Blocco di testo.

Ancora, il punto di forza dell’attività mediatica è dato dal carattere open source dello strumento cyber e dal fatto di poter raggiungere diversi settori della società; tuttavia, nonostante lo sviluppo del social networking abbia rappresentato una grande opportunità per la galassia del terrore, il jihad virtuale ha presentato le sue falle.
Come detto, il fascino dei social risiede soprattutto nelle loro straordinarie potenzialità tecniche: tutti possono comunicare con tutti parlando di tutto; una concezione anarchica dei rapporti intersoggettivi, quindi molto attraente, soprattutto per un giovane.
Ma, quando si tratta di dare sostanza politica, questo principio di regolazione dei rapporti tra i partecipanti non favorisce la selezione di quell’élite indispensabile a definire una strategia, ad attribuire le priorità tra le varie rivendicazioni, a formulare un’agenda all’azione e a incanalare l’energia collettiva verso obiettivi realisticamente perseguibili (vd. nota 11).

Voci di dati:
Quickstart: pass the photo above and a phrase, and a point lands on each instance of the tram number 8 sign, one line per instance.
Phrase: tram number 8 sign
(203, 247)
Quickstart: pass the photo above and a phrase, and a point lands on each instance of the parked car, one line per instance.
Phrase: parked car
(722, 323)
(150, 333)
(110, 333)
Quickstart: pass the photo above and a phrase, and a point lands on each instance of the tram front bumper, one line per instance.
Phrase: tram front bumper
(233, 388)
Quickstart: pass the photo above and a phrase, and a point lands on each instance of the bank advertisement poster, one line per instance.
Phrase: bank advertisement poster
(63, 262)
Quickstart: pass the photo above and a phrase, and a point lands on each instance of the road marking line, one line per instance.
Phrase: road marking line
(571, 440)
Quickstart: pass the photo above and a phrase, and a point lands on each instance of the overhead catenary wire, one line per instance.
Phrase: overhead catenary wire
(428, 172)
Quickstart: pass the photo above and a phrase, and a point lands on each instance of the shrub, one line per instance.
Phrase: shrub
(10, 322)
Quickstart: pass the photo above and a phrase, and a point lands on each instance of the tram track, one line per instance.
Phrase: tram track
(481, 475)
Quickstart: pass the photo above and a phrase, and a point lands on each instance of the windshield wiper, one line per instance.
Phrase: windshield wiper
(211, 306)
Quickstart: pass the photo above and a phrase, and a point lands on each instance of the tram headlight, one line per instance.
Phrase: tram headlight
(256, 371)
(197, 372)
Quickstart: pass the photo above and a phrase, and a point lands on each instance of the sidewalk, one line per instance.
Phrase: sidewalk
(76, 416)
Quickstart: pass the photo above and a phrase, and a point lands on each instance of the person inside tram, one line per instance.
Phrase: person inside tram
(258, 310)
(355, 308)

Esercizi.
1. Riscrivi il tratto del brano sui social network che va da "Come detto, il" a "(vd. nota 11).", cambiando "giovane" in "adolescente".
2. Copia parola per parola le voci di dati dalla riga che contiene "shrub, one line per instance." fino alla fine delle voci, comprese entrambe le estremità.

Risultati in ordine.
1.
Come detto, il fascino dei social risiede soprattutto nelle loro straordinarie potenzialità tecniche: tutti possono comunicare con tutti parlando di tutto; una concezione anarchica dei rapporti intersoggettivi, quindi molto attraente, soprattutto per un adolescente.
Ma, quando si tratta di dare sostanza politica, questo principio di regolazione dei rapporti tra i partecipanti non favorisce la selezione di quell’élite indispensabile a definire una strategia, ad attribuire le priorità tra le varie rivendicazioni, a formulare un’agenda all’azione e a incanalare l’energia collettiva verso obiettivi realisticamente perseguibili (vd. nota 11).

2.
Quickstart: pass the photo above and a phrase, and a point lands on each instance of the shrub, one line per instance.
Phrase: shrub
(10, 322)
Quickstart: pass the photo above and a phrase, and a point lands on each instance of the tram track, one line per instance.
Phrase: tram track
(481, 475)
Quickstart: pass the photo above and a phrase, and a point lands on each instance of the windshield wiper, one line per instance.
Phrase: windshield wiper
(211, 306)
Quickstart: pass the photo above and a phrase, and a point lands on each instance of the tram headlight, one line per instance.
Phrase: tram headlight
(256, 371)
(197, 372)
Quickstart: pass the photo above and a phrase, and a point lands on each instance of the sidewalk, one line per instance.
Phrase: sidewalk
(76, 416)
Quickstart: pass the photo above and a phrase, and a point lands on each instance of the person inside tram, one line per instance.
Phrase: person inside tram
(258, 310)
(355, 308)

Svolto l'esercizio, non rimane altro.